*** Opening Extract to read ***

If A equals B, and B equals C, then A equals C.
Applying this proven logic to the task in hand, we have to assume that Hitler, Maggie's
fellow right-wing extremist, was a Whig too. But then we read a book or two and find out
his beliefs ran more towards socialist ideals: big government, nationalised or at least
subjugated economy, wage and price controls, strict tariffs, cradle-to-grave welfare,
vegeterianism and the kind of genocidal peccadilloes that until (or after) him were
practised on that scale only by socialists. But socialists are on the left, not on the
right, aren't they? Then we remember that Hitler's party was called National Socialist
Workers' and ask the inevitable question: So who's the right-wing extremist then?
Perhaps other countries can give us a clue. In
America, 'extreme right wing' usually describes John Birch Society or Ku-Klux-Klan types.
Importing the term here, we give Lady Thatcher a blazing torch and wrap her in a bed sheet
with slits in the hood. Somehow my mind's eye must be too myopic to see the picture
clearly, though white is definitely her colour. In Russia, right wing means communist
and left wing means a Whig-Socialist mongrel. Thus, no serious help is forthcoming
from abroad; yet again Britain has to rely on her own resources to straighten out her
mess.
But forget about straightening it out. We are
sinking even deeper into the linguistic morass, pulled down by terms like 'social
conscience', 'free medical care' and 'free education'.
"Have you no conscience, Sir?" enquired a US
Senator detailed to crucify Joe McCarthy for saying that many good communists were
communists. Fire-eating rhetoric, that. Now let me try a modified version on you:
"Have you no social conscience, Sir (or Madam)?" The only proper answer is, "What
exactly do you mean, old chap?" Or, to keep it short, "You what?" What I mean is this:
"Do you believe the government should confiscate your hard-earned money and waste
it on ill-conceived schemes whose only results have been amply and universally
demonstrated to be the strengthening of the state and the weakening of the individual?"
Or, to keep it short, "Are you a socialist?"
But the word 'socialism' was found years ago to be
a sure election-loser for people with social conscience, so it had to be replaced by
something more Babelian. 'Conscience', on the other hand, has a nice Christian ring to
it, like 'charity'. The more you have of it, the better. Tony 'Anthony' Blair, for
example, is a Christian. More precisely, he is an Anglican who regularly attends
Catholic Mass. That's why he is positively bristling with conscience. In other words,
he is a socialist. Except that he isn't, because socialists lose elections, and Tony
didn't. That means his conscience, even though it's social, is merely an extension of
his synthetic religion. At least that's what was asserted by Paul Johnson, an authority
on synthetic beliefs.

*** Closing Extract to read ***
*** Opening Records ***

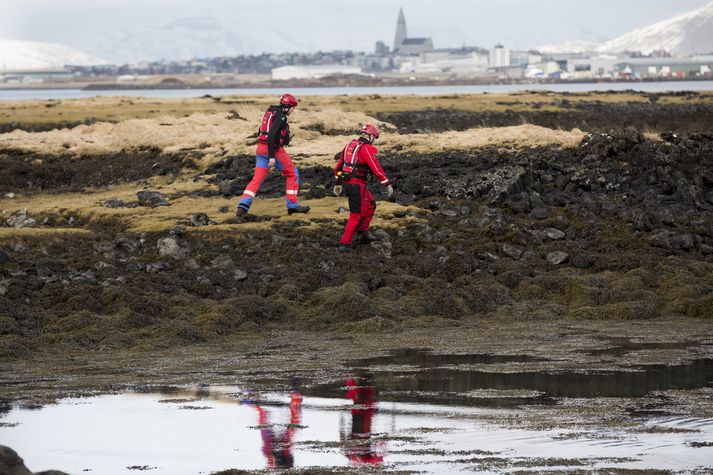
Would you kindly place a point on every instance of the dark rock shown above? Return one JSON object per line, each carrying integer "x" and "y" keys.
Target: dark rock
{"x": 18, "y": 247}
{"x": 191, "y": 264}
{"x": 530, "y": 256}
{"x": 152, "y": 199}
{"x": 114, "y": 203}
{"x": 316, "y": 193}
{"x": 200, "y": 219}
{"x": 43, "y": 271}
{"x": 11, "y": 463}
{"x": 177, "y": 231}
{"x": 172, "y": 247}
{"x": 554, "y": 234}
{"x": 156, "y": 267}
{"x": 512, "y": 251}
{"x": 222, "y": 262}
{"x": 404, "y": 199}
{"x": 21, "y": 219}
{"x": 82, "y": 276}
{"x": 684, "y": 242}
{"x": 127, "y": 245}
{"x": 229, "y": 187}
{"x": 539, "y": 213}
{"x": 521, "y": 207}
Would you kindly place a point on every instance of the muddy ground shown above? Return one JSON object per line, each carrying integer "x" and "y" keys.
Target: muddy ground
{"x": 489, "y": 248}
{"x": 594, "y": 115}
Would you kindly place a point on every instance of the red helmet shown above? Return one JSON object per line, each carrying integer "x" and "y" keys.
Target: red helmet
{"x": 370, "y": 129}
{"x": 288, "y": 100}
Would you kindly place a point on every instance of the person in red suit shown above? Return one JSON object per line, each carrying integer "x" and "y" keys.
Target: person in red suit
{"x": 358, "y": 445}
{"x": 273, "y": 137}
{"x": 357, "y": 162}
{"x": 276, "y": 444}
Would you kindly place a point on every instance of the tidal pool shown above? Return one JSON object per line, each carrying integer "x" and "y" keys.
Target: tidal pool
{"x": 409, "y": 411}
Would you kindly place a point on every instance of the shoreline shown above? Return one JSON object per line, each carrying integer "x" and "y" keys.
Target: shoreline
{"x": 173, "y": 86}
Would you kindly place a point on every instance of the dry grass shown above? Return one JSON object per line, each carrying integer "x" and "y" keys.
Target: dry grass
{"x": 125, "y": 108}
{"x": 144, "y": 219}
{"x": 215, "y": 134}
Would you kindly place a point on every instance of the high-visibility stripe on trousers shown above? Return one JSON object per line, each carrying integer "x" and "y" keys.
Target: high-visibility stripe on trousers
{"x": 283, "y": 162}
{"x": 361, "y": 208}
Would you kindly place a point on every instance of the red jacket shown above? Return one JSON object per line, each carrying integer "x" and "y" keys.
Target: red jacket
{"x": 367, "y": 162}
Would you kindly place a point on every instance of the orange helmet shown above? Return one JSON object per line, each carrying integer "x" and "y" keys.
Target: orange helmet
{"x": 370, "y": 129}
{"x": 288, "y": 100}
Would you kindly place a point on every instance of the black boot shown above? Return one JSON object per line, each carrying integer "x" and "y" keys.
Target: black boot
{"x": 240, "y": 214}
{"x": 364, "y": 237}
{"x": 299, "y": 209}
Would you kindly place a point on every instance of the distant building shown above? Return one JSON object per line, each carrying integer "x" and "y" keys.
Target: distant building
{"x": 499, "y": 57}
{"x": 404, "y": 45}
{"x": 313, "y": 72}
{"x": 524, "y": 58}
{"x": 381, "y": 49}
{"x": 665, "y": 67}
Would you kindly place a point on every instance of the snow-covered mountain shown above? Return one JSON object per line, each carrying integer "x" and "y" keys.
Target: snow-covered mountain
{"x": 201, "y": 36}
{"x": 686, "y": 34}
{"x": 32, "y": 55}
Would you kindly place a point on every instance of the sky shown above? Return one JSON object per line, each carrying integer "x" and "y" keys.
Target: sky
{"x": 301, "y": 25}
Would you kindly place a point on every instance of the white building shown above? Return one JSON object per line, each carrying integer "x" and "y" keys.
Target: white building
{"x": 450, "y": 64}
{"x": 313, "y": 72}
{"x": 499, "y": 57}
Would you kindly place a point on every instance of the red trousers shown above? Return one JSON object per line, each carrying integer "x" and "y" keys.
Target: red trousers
{"x": 361, "y": 208}
{"x": 283, "y": 162}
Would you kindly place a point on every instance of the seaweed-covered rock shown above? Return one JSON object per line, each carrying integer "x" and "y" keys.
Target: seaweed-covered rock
{"x": 173, "y": 247}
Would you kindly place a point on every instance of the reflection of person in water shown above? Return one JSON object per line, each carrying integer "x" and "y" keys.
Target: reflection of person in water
{"x": 277, "y": 444}
{"x": 358, "y": 445}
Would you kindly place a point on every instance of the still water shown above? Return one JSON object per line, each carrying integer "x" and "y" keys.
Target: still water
{"x": 668, "y": 86}
{"x": 411, "y": 411}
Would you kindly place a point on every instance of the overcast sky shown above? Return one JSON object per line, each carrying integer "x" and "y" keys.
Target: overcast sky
{"x": 332, "y": 24}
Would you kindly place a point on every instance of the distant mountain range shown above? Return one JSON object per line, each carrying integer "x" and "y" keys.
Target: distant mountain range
{"x": 212, "y": 35}
{"x": 683, "y": 35}
{"x": 32, "y": 55}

*** Closing Records ***

Transcribe word for word everything from "If A equals" down to "right-wing extremist then?" in the passage on political labels above.

• _Result for this exercise_
If A equals B, and B equals C, then A equals C.
Applying this proven logic to the task in hand, we have to assume that Hitler, Maggie's
fellow right-wing extremist, was a Whig too. But then we read a book or two and find out
his beliefs ran more towards socialist ideals: big government, nationalised or at least
subjugated economy, wage and price controls, strict tariffs, cradle-to-grave welfare,
vegeterianism and the kind of genocidal peccadilloes that until (or after) him were
practised on that scale only by socialists. But socialists are on the left, not on the
right, aren't they? Then we remember that Hitler's party was called National Socialist
Workers' and ask the inevitable question: So who's the right-wing extremist then?